Lay out all the items below as a JSON list of strings with one string for each line, omitting the blank lines.

========

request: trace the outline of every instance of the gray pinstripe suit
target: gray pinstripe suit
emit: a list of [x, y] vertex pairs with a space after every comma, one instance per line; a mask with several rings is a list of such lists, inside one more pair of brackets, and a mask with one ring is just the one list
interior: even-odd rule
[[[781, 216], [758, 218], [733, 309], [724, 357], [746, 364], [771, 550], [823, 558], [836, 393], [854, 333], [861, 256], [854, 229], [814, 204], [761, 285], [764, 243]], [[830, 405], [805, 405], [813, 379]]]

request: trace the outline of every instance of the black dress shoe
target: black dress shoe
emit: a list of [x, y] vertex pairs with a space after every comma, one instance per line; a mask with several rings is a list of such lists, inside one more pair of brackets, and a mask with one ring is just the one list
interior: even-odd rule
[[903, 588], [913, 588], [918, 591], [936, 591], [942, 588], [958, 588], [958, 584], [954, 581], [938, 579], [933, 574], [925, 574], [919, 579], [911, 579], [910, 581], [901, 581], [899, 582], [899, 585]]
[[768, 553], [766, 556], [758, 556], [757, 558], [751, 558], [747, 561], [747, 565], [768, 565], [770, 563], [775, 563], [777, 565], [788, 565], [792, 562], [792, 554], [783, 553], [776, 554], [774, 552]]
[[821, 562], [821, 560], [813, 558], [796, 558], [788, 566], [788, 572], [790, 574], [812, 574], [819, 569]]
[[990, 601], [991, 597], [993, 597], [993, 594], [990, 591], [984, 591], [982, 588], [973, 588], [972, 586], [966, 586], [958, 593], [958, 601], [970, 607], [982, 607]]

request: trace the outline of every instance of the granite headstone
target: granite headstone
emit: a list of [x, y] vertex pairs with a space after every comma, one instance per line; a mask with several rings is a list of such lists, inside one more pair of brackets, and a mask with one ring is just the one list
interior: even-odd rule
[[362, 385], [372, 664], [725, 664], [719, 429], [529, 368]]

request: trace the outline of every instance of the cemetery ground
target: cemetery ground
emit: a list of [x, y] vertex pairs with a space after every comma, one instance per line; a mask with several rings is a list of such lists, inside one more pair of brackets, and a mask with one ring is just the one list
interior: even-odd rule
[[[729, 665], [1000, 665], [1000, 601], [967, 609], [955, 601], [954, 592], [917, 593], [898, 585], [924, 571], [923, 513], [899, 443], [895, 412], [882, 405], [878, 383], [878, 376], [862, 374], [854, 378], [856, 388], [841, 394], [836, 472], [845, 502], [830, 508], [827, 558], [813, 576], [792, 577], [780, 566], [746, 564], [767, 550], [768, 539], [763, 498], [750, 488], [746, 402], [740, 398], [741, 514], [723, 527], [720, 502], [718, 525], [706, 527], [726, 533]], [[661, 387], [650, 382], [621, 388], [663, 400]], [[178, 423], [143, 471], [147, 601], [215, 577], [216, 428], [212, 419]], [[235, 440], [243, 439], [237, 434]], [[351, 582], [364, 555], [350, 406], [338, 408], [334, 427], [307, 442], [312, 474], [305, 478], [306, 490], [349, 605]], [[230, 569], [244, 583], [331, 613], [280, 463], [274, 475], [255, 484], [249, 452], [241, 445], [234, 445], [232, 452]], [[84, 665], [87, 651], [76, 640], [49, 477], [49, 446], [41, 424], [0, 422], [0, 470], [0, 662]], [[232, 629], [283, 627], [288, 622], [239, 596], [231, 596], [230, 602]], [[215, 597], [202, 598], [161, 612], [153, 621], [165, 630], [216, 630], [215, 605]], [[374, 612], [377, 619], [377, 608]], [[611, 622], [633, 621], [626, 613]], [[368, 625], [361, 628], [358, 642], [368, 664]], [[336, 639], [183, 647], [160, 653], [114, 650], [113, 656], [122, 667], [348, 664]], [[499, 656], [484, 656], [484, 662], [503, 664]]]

========

| Written answer |
[
  "request: trace the outline of every instance of the gray pinstripe suit",
  "target: gray pinstripe suit",
  "emit: a list of [x, y] vertex pairs with a space after every comma, one instance per line; a mask with several rings is a list of such lists, inside one more pair of brackets, and a mask with one ring is just the one list",
  "interior: even-odd rule",
  "[[[781, 216], [758, 218], [733, 309], [724, 357], [746, 364], [771, 550], [823, 558], [836, 393], [854, 333], [861, 256], [854, 229], [814, 204], [761, 285], [764, 243]], [[830, 405], [805, 405], [813, 379]]]",
  "request: trace the outline of every instance of the black dress shoe",
  "target: black dress shoe",
  "emit: a list of [x, y] vertex pairs with a space after every comma, one instance per line; a mask with several rings is a list of such lists, inside one more pair of brackets, and a mask with one ring is just the one list",
  "interior: even-odd rule",
  "[[903, 588], [913, 588], [918, 591], [936, 591], [942, 588], [958, 588], [958, 584], [954, 581], [938, 579], [933, 574], [925, 574], [919, 579], [911, 579], [910, 581], [901, 581], [899, 582], [899, 585]]",
  "[[768, 553], [766, 556], [758, 556], [757, 558], [751, 558], [747, 561], [747, 565], [768, 565], [770, 563], [775, 563], [777, 565], [788, 565], [792, 562], [792, 554], [783, 553], [776, 554], [774, 552]]",
  "[[821, 562], [821, 560], [813, 558], [796, 558], [788, 566], [788, 572], [790, 574], [812, 574], [819, 569]]",
  "[[990, 601], [991, 597], [993, 597], [993, 594], [990, 591], [984, 591], [982, 588], [973, 588], [972, 586], [966, 586], [958, 593], [958, 601], [970, 607], [982, 607]]",
  "request: trace the outline of every instance of the granite headstone",
  "target: granite headstone",
  "emit: a list of [x, y] vertex pairs with a space after every comma, one instance per line; a mask with several rings is a list of such lists, inside one more pair of brackets, and a mask with one ring is just the one list",
  "interior: even-odd rule",
  "[[362, 385], [372, 664], [725, 664], [719, 429], [529, 368]]",
  "request: trace the outline of every instance of the cemetery ground",
  "target: cemetery ground",
  "emit: a list of [x, y] vertex pairs with a space after every comma, one instance per line; a mask with several rings is a list of such lists, inside one more pair of brackets, and a mask with one ring is just the one list",
  "interior: even-odd rule",
  "[[[729, 665], [1000, 665], [1000, 601], [967, 609], [955, 601], [954, 592], [917, 593], [898, 585], [924, 571], [923, 513], [899, 443], [895, 412], [882, 405], [878, 383], [878, 376], [862, 374], [854, 378], [856, 388], [841, 394], [836, 472], [845, 502], [830, 508], [827, 558], [813, 576], [792, 577], [780, 566], [746, 564], [767, 550], [768, 539], [763, 498], [750, 488], [746, 402], [740, 398], [741, 514], [723, 527], [720, 502], [718, 525], [706, 527], [726, 533]], [[661, 387], [650, 382], [621, 388], [663, 400]], [[178, 423], [143, 471], [147, 601], [215, 577], [216, 428], [212, 419]], [[235, 440], [243, 439], [237, 434]], [[351, 582], [364, 555], [350, 406], [338, 408], [334, 427], [307, 442], [312, 474], [305, 478], [306, 490], [349, 605]], [[230, 569], [244, 583], [331, 613], [280, 463], [274, 475], [255, 484], [249, 452], [241, 445], [234, 445], [232, 452]], [[84, 665], [87, 651], [76, 640], [49, 477], [49, 446], [41, 424], [0, 422], [0, 470], [0, 662]], [[232, 629], [283, 627], [288, 622], [239, 596], [231, 596], [230, 602]], [[215, 597], [202, 598], [161, 612], [153, 621], [165, 630], [216, 630], [215, 605]], [[374, 612], [377, 619], [377, 608]], [[611, 622], [633, 621], [626, 613]], [[368, 625], [361, 628], [358, 642], [368, 664]], [[336, 639], [183, 647], [160, 653], [114, 650], [113, 656], [122, 667], [348, 664]], [[499, 656], [484, 656], [484, 662], [503, 664]]]"
]